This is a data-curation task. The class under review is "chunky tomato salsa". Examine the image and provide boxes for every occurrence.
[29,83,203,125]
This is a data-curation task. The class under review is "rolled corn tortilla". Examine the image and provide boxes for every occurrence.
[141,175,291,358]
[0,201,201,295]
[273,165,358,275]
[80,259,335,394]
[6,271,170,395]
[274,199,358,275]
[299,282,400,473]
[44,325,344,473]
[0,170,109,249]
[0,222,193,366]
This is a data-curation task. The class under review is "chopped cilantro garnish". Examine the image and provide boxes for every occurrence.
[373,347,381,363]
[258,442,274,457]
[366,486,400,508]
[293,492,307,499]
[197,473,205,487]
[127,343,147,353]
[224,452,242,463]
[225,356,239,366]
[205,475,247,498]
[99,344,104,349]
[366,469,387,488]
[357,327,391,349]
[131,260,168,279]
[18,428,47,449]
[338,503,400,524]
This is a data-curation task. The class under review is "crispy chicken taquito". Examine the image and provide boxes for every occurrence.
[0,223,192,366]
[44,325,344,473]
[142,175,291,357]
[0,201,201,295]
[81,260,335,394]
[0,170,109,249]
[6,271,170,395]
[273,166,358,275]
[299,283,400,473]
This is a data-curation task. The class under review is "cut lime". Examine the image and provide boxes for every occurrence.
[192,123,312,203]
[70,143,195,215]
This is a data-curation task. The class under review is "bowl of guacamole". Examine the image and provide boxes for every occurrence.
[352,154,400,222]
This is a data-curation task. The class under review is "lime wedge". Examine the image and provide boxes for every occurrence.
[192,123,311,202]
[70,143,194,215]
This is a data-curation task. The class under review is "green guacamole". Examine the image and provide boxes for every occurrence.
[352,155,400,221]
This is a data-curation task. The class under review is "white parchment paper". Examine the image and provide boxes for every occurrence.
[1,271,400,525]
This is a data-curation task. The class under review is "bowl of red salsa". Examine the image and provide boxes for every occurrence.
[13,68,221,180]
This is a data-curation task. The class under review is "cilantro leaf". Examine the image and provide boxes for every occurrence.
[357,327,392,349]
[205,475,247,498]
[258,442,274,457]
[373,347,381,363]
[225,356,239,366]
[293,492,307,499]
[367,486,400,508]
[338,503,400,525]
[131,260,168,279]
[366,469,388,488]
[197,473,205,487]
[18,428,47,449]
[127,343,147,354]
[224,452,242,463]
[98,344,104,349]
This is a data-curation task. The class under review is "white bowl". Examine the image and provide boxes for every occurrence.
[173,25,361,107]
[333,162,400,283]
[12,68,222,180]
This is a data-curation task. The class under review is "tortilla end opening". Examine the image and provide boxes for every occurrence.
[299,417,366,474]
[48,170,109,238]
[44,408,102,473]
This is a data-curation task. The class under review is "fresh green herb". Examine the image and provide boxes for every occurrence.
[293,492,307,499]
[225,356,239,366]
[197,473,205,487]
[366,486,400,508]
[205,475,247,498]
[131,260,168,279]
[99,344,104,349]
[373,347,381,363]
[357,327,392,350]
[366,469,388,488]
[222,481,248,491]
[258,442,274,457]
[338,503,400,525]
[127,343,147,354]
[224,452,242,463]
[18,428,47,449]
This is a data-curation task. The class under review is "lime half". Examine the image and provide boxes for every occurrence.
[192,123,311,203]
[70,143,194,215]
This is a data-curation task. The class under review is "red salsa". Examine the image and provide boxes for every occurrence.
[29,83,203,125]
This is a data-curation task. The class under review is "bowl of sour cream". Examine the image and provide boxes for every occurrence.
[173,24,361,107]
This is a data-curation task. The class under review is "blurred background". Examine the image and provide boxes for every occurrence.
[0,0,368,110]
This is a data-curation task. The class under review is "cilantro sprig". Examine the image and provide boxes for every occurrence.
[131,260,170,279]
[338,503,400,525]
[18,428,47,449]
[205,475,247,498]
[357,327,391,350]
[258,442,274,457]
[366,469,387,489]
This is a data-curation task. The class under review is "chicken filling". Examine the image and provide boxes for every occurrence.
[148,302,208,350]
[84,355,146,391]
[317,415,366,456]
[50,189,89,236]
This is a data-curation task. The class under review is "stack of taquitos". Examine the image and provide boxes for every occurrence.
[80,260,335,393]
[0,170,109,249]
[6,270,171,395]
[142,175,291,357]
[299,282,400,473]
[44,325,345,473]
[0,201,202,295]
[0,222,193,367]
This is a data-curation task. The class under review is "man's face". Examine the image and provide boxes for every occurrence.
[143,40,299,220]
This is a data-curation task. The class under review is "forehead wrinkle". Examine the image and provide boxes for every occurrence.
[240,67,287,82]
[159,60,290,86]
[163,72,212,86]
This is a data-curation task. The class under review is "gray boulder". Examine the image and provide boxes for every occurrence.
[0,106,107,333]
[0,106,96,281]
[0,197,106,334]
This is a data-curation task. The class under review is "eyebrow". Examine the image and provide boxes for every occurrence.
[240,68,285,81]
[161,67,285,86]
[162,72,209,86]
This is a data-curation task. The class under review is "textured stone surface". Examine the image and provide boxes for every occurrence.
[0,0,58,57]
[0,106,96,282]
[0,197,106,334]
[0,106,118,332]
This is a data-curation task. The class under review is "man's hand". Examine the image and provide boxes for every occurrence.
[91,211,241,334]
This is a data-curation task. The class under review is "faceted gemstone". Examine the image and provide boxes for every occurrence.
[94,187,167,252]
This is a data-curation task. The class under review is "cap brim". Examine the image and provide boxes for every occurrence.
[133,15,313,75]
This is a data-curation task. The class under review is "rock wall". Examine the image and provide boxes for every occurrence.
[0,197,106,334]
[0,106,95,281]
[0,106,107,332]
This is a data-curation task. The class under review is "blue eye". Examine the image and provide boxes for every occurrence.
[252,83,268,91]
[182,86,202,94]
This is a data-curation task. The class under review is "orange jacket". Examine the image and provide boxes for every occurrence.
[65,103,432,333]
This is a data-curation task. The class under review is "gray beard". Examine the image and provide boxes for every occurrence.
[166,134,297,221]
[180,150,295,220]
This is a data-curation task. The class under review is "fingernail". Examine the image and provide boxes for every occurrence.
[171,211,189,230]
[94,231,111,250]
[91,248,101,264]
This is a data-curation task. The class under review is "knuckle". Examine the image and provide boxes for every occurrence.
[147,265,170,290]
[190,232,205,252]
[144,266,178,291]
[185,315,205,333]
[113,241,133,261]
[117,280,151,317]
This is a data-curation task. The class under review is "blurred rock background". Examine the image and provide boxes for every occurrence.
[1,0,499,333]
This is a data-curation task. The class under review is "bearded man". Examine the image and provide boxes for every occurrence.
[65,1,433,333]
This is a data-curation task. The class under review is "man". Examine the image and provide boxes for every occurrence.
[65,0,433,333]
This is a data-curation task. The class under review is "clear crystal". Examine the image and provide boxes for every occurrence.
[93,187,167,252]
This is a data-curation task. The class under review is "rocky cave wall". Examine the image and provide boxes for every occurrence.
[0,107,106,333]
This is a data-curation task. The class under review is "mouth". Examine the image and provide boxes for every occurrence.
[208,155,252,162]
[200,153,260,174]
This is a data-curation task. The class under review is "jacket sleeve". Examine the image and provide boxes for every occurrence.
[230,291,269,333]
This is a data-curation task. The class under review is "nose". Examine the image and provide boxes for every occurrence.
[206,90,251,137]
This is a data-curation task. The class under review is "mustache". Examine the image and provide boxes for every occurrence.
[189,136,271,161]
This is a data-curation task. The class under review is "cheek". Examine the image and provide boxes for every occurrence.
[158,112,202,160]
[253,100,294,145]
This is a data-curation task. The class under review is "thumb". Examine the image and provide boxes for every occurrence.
^^^^^^^^^^^^^^^^
INSTRUCTIONS TO FOLLOW:
Word for word, give the entire listing again.

ANSWER BOX:
This is a data-curation task. The class under review is "chunky tomato salsa". Examine the image and provide boxes for every occurrence.
[29,83,203,125]
This is a data-curation task. The class under review is "rolled corn tortilla". Examine the image and provide boxes for every occurrence.
[141,175,291,358]
[0,201,201,295]
[273,165,358,275]
[80,259,335,394]
[6,271,170,395]
[274,199,358,275]
[299,282,400,473]
[44,325,344,473]
[0,170,109,249]
[0,222,193,366]
This is a data-curation task. The class under review is "chopped cilantro garnish". Examine the image and provide boxes for every occurrence.
[373,347,381,363]
[258,442,274,457]
[366,486,400,508]
[293,492,307,499]
[197,473,205,487]
[127,343,147,353]
[224,452,242,463]
[225,356,239,366]
[205,475,247,498]
[99,344,104,349]
[366,469,387,488]
[357,327,391,349]
[131,260,168,279]
[18,428,47,449]
[338,503,400,524]
This is a data-curation task. The class under review is "crispy chicken taquito". Examine the image and provide boxes for every occurrence.
[0,223,192,366]
[44,325,344,473]
[142,175,291,357]
[0,201,201,295]
[81,260,335,394]
[0,170,109,249]
[6,271,170,395]
[273,166,358,275]
[299,283,400,473]
This is a data-curation task. The class under review is "cut lime". Examine the image and provide boxes for every occurrence.
[192,123,312,203]
[70,143,195,215]
This is a data-curation task. The class under review is "bowl of guacamole". Examine the image and provide boxes for every occurrence.
[352,154,400,222]
This is a data-curation task. The class under review is "lime wedge". Examine the image and provide boxes for every occurrence.
[192,123,311,202]
[70,143,194,215]
This is a data-curation task. The class under review is "green guacamole". Examine the image and provide boxes for every occurrence.
[352,155,400,221]
This is a data-curation task. The class under review is "white parchment paper". Examine the image and provide boxes for every occurrence.
[1,271,400,525]
This is a data-curation task. The class under review is "bowl of red salsa". Examine the image and provide boxes for every occurrence.
[13,68,221,180]
This is a data-curation task. The class under review is "cilantro leaf". Examine the image and provide boxes for every occurrence.
[357,327,392,349]
[205,475,247,498]
[258,442,274,457]
[373,347,381,363]
[225,356,239,366]
[293,492,307,499]
[367,486,400,508]
[338,503,400,525]
[131,260,168,279]
[366,469,388,488]
[197,473,205,487]
[18,428,47,449]
[127,343,147,354]
[224,452,242,463]
[98,344,104,349]
This is a data-curation task. The class under review is "white bowl". Examine the image and provide boxes for every occurrence.
[173,25,361,107]
[333,162,400,283]
[12,68,222,180]
This is a data-curation task. The class under review is "tortilla end opening". Examine the image and provide boxes for every occurrence.
[299,417,366,474]
[48,170,109,238]
[44,408,102,473]
This is a data-curation task. The class under review is "fresh green herb". Examine the image and provide boxes for every occurrence.
[293,492,307,499]
[225,356,239,366]
[197,473,205,487]
[366,486,400,508]
[205,475,247,498]
[131,260,168,279]
[99,344,104,349]
[373,347,381,363]
[357,327,392,350]
[366,469,388,488]
[222,481,248,491]
[258,442,274,457]
[338,503,400,525]
[127,343,147,354]
[224,452,242,463]
[18,428,47,449]
This is a data-curation task. The class under review is "lime half". Examine the image and provide boxes for every occurrence.
[192,123,311,203]
[70,143,194,215]
This is a data-curation task. The class under review is "red salsa". Examine the image and provide boxes for every occurrence.
[29,83,203,125]
This is a data-curation task. The class under review is "bowl of sour cream". Examine the image and provide boxes for every occurrence.
[173,24,361,107]
This is a data-curation task. The class under review is "blurred background". Examine the image and provide boxes for every occurrence.
[0,0,368,110]
This is a data-curation task. The class under review is "cilantro sprig". Examine the image and provide boxes for every occurrence.
[131,260,170,279]
[338,503,400,525]
[18,428,47,449]
[205,475,247,498]
[357,327,391,350]
[258,442,274,457]
[366,469,387,489]
This is a data-curation task. The class under review is "chicken filling". Examine the image and provide boxes for every occurrence.
[148,302,208,350]
[84,355,146,391]
[317,415,366,456]
[50,189,89,236]
This is a data-curation task. The class under review is "stack of taquitos". Examine the image and provide boxes for every occurrence.
[80,260,335,393]
[0,170,109,249]
[6,270,171,395]
[142,175,291,357]
[299,282,400,473]
[44,325,345,473]
[0,201,202,295]
[0,222,193,367]
This is a data-curation task. The class under review is "man's face". Examine the image and provide boxes for every occurrence.
[143,40,299,220]
This is a data-curation task. The class under review is "forehead wrinkle". Examine the image and provide boxes for every occurrence.
[240,67,287,82]
[159,60,290,86]
[163,72,212,86]
This is a data-curation task. The class under review is "gray boulder". Examine the image and provide boxes for every occurrence.
[0,106,107,333]
[0,106,96,281]
[0,197,106,334]
This is a data-curation task. The class under review is "eyebrow". Examine the image and provide boxes for every occurrence.
[240,68,285,81]
[161,67,285,86]
[162,72,209,86]
This is a data-curation task. The class under review is "textured stone surface". Examine the image and provide boxes for every occurrence.
[0,0,58,57]
[0,106,96,282]
[0,197,106,334]
[0,106,118,332]
This is a data-curation task. The class under review is "man's hand". Examine the image and provide boxes for every occurrence.
[91,211,241,334]
This is a data-curation task. The class under review is "faceted gemstone". Examine the image and provide boxes for every occurrence.
[94,187,167,252]
This is a data-curation task. The class under review is "cap brim". Examine the image and provide boxes for every occurrence.
[133,15,313,75]
This is a data-curation task. The class under review is "rock wall". Examine the image and provide boxes for every occurrence.
[0,197,106,334]
[0,106,95,281]
[0,106,107,332]
This is a data-curation task. The class under review is "blue eye". Examine the image and provide boxes for every occurrence.
[252,83,268,91]
[182,86,202,94]
This is a data-curation task. The class under review is "orange jacket". Examine the image and provide boxes for every occurrence.
[65,103,432,333]
This is a data-curation task. The class under review is "gray beard". Examine the image and provide boxes for every occurrence.
[166,134,297,221]
[180,150,295,220]
This is a data-curation task. The class under review is "fingernail". Examine the image and provide boxes for every occurrence.
[171,211,189,230]
[94,231,111,250]
[91,248,101,264]
This is a data-curation task. The class under review is "knuckle". Examine the image and provide boxes for every occurrence.
[147,265,170,290]
[190,232,205,252]
[144,266,178,291]
[185,315,205,333]
[113,241,133,261]
[117,280,151,317]
This is a data-curation task. The class under review is "blurred rock background". Examine the image and provide boxes for every occurrence.
[1,0,499,333]
This is a data-curation task. The class under review is "bearded man". Examine the image and provide boxes for every occurrence.
[65,1,433,333]
This is a data-curation task. The class under review is "man". Examine the image and provide boxes for every occurrence.
[65,0,433,333]
This is a data-curation task. The class under review is "clear crystal". Examine the image and provide boxes for every occurrence.
[93,187,167,252]
This is a data-curation task. The class under review is "rocky cave wall". Examine the image and provide boxes for every occurrence.
[0,107,106,333]
This is a data-curation task. The class under review is "mouth". Examine the image and provide boxes for every occurrence.
[208,155,252,162]
[200,153,260,174]
This is a data-curation task. The class under review is "jacket sleeve". Examine the image and provide boxes for every occurrence.
[230,291,269,333]
This is a data-curation task. The class under review is "nose". Examine the image and provide boxes for every occurrence.
[206,90,251,137]
This is a data-curation task. The class under review is "mustache". Examine the image and provide boxes for every occurrence.
[189,136,271,161]
This is a data-curation task. The class under review is "cheek". Examine the image and provide boxes for every occurrence.
[158,112,202,160]
[253,100,294,145]
This is a data-curation task. The class under review is "thumb". Examine the image and provide boxes for every occurrence.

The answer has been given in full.